[TUGAS TERTULIS]
1) Tulis ulang dengan lebih singkat paragraf dalam berita pendakian Merapi yang diawali "Dikutip dari Tribun Solo", tanpa menghilangkan fakta utamanya.
2) Teruskan berita pendakian Merapi mulai dari kalimat terakhirnya.

Belum diketahui identitas pendaki yang nekat naik ke puncak tersebut.

Namun demikian, pihak Balai Taman Nasional Gunung Merapi (TNGM) sudah mendapatkan kontak kedua pendaki tersebut.

Rencananya, kedua pendaki yang nekat naik ke puncak itu akan dimintai keterangan.

Dalam video yang beredar, tampak seorang pria merekam pendaki di kawasan Pasar Bubrah—area terakhir sebelum puncak Merapi.

Sementara dalam video kedua, kedua pendaki tampak sudah berada di puncak Merapi.

Mereka merekam pemandangan kawah dan Puncak Garuda, bagian paling berbahaya dari gunung tersebut.

Dikutip dari Tribun Solo, Koordinator Polisi Kehutanan Balai TNGM, Husni Pramono, menyatakan pihaknya sedang melakukan penelusuran intensif terhadap para pelaku.

"Tim media sosial kami sedang menelusuri pendaki tersebut. Kemarin sudah didapatkan nomor (kontak), dan segera mau dipanggil untuk dimintai keterangan," tegas Husni, Senin (16/6/2025).

Berdasarkan hasil penelusuran petugas, kedua pendaki itu nekat naik ke puncak Merapi pada Sabtu 8 Juni 2025 lalu.

Keduanya naik sekitar pukul 15.55 WIB.

 "Yang bersangkutan terekam kamera trap di jalur pendakian Selo. Saat itu dia sedang turun dari pendakian," tambahnya.

Husni menegaskan bahwa seluruh jalur pendakian Gunung Merapi masih ditutup untuk umum sejak status siaga ditetapkan.

Artinya, aksi pendakian tersebut tergolong ilegal dan sangat berisiko.

"Ini menjadi sebuah hal yang tidak baik dan bisa menimbulkan preseden buruk," ungkapnya.

Sebagai tindak lanjut, Balai TNGM berencana memberikan sanksi tegas, seperti yang dilakukan terhadap puluhan pendaki ilegal lainnya pada Mei lalu.

[Catatan dataset penunjukan]

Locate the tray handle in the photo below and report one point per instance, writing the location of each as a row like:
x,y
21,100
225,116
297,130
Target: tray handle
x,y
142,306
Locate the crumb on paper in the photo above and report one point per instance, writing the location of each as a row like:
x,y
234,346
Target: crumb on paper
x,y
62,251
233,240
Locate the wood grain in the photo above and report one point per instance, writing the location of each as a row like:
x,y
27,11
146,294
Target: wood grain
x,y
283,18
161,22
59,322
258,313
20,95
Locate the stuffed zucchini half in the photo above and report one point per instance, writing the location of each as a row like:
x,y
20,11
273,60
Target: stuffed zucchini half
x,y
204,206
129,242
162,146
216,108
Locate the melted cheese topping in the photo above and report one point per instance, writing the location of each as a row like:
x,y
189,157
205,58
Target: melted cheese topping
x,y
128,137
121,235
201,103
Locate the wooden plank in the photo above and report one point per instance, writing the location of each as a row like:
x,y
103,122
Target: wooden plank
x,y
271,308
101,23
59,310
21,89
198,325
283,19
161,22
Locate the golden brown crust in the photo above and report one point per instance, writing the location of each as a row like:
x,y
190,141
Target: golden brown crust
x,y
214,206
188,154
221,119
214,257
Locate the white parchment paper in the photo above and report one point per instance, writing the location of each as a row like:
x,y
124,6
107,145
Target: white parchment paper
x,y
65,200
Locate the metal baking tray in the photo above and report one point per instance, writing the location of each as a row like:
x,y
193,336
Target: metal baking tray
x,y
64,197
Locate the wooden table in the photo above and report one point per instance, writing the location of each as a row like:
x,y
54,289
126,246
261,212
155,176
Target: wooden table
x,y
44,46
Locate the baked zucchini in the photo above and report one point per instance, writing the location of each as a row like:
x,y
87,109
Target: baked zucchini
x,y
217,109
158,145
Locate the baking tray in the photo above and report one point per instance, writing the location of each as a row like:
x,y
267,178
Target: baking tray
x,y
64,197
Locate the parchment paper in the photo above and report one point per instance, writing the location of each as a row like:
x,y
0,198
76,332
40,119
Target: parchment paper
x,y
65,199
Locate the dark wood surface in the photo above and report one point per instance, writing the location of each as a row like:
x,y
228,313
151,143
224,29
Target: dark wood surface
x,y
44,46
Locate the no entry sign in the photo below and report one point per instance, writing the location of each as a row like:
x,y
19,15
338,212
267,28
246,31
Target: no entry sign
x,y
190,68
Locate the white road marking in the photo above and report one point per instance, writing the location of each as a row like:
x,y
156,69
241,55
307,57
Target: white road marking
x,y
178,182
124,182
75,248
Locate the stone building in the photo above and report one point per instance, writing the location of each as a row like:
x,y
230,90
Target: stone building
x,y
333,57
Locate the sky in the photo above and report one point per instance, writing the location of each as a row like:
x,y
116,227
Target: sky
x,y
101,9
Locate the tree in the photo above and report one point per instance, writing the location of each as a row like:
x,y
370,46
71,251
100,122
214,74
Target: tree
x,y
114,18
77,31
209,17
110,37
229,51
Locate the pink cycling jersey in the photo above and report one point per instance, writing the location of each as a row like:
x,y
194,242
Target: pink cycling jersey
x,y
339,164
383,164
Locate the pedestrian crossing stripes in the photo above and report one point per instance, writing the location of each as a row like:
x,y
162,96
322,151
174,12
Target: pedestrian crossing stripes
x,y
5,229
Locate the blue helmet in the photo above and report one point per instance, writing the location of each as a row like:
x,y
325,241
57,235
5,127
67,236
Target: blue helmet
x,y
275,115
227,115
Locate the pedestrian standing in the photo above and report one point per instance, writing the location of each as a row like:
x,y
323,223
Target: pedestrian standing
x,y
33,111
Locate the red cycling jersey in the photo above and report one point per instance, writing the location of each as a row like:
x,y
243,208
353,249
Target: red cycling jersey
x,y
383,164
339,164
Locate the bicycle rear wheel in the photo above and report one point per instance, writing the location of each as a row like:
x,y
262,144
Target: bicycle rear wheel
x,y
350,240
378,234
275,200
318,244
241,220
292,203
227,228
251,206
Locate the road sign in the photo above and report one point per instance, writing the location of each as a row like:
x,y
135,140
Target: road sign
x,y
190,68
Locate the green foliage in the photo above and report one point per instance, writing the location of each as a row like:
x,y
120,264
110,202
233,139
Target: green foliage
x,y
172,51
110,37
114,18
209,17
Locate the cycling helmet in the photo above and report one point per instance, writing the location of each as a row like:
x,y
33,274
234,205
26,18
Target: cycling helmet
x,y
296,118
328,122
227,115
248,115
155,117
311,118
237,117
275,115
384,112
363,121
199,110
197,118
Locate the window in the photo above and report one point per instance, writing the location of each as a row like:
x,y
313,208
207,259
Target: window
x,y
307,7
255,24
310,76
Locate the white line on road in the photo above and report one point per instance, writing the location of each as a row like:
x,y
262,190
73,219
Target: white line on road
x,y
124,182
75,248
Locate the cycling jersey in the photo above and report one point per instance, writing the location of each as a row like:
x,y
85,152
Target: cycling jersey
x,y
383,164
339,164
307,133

[JAWABAN]
1) Menurut Tribun Solo, Husni Pramono, Koordinator Polisi Kehutanan Balai TNGM, mengatakan pihaknya sedang menelusuri para pelaku secara intensif.

2)
"Mereka kami minta absen, mengisi media tanam di polibag, dan menjadi agen Taman Nasional Gunung Merapi untuk mensosialisasikan kondisi Merapi yang masih siaga," imbuhnya.

Baca juga: Rawan Erupsi Eksplosif, BPPTKG Yogyakarta Larang Pendaki Dekati Daerah Potensi Bahaya Gunung Merapi 

Sementara itu Balai Penyelidikan Pengembangan Teknologi Kebencanaan Geologi (BPPTKG) meminta masyarakat tidak gegabah melakukan aktivitas pendakian di Gunung Merapi hingga mendekati daerah potensi bahaya.

Imbauan tersebut dikeluarkan sebagai respons atas video yang beredar di media sosial, terkait aktivitas seorang pendaki yang disinyalir ilegal, hingga menyentuh puncak tertinggi Merapi.

Kepala BPPTKG, Agus Budi Santoso, mengatakan, hampir lima tahun terakhir, gunung berapi aktif di perbatasan Yogyakarta dan Jawa Tengah tersebut menyandang status siaga, atau Level III.

Pada status siaga, publik pun direkomendasikan untuk tidak melakukan aktivitas pendakian di Gunung Merapi, karena masih berpotensi ada lontaran material hingga radius 3 kilometer dari puncak, jika terjadi erupsi eksplosif. 

"Selain itu, potensi awan panas bisa meluncur sampai jarak 7 kilometer di barat daya. Dari rekomendasi potensi bahaya tersebut, akhirnya pendakian tidak disarankan sampai dengan saat ini," tandasnya, Senin (16/6/25).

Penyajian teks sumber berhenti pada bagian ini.